— Task requirements —
1) Condense the paragraph of the beard article below that begins "While self-described beardy lumbersexuals" into a shorter version that keeps its main facts.
2) In the beard article below, copy the passage between "Reasons Why Some" and "is pretty clear.", inclusive, substituting "jaw" for "jawline".

— Extract provided —
☆ ☆ ☆ ☆ ☆ ☆ ☆
Reasons Why Some Men Can't Grow Beards Even If Their Lives Depended On It


Since the days of yore, growing a beard has been a sign of masculinity, virility and wisdom.

By accentuating the jawline, beards help present a more formidable image, signifying ruggedness and strength. Or at least, some people apparently think they do. Unfortunately, for some beard-growers, it’s harder to grow out their chin sweater than for others, and the reason why some men can’t grow beards is pretty clear.

While self-described beardy lumbersexuals (not a real thing) have brought beards back into fashion in these last years of the 2010s, historically, a fuzzy chin has gone in and out of style. Different people may have different reasons to grow out their beards — President Abraham Lincoln, for example, famously grew his beard before running for president when a young supporter suggested it would win him votes. (Apparently, it worked.) But the reasons someone might not be able to grow a beard are a little more specific.
☆ ☆ ☆ ☆ ☆ ☆ ☆
— Information provided —
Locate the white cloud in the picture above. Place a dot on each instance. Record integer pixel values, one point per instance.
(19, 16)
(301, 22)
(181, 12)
☆ ☆ ☆ ☆ ☆ ☆ ☆
— Responses in order —
1) Beards, which have gone in and out of style historically, came back into fashion in the late 2010s. People grow beards for different reasons: Abraham Lincoln grew one before running for president after a young supporter said it would win him votes, and it apparently worked. The reasons someone can't grow a beard are more specific.

2)
Reasons Why Some Men Can't Grow Beards Even If Their Lives Depended On It


Since the days of yore, growing a beard has been a sign of masculinity, virility and wisdom.

By accentuating the jaw, beards help present a more formidable image, signifying ruggedness and strength. Or at least, some people apparently think they do. Unfortunately, for some beard-growers, it’s harder to grow out their chin sweater than for others, and the reason why some men can’t grow beards is pretty clear.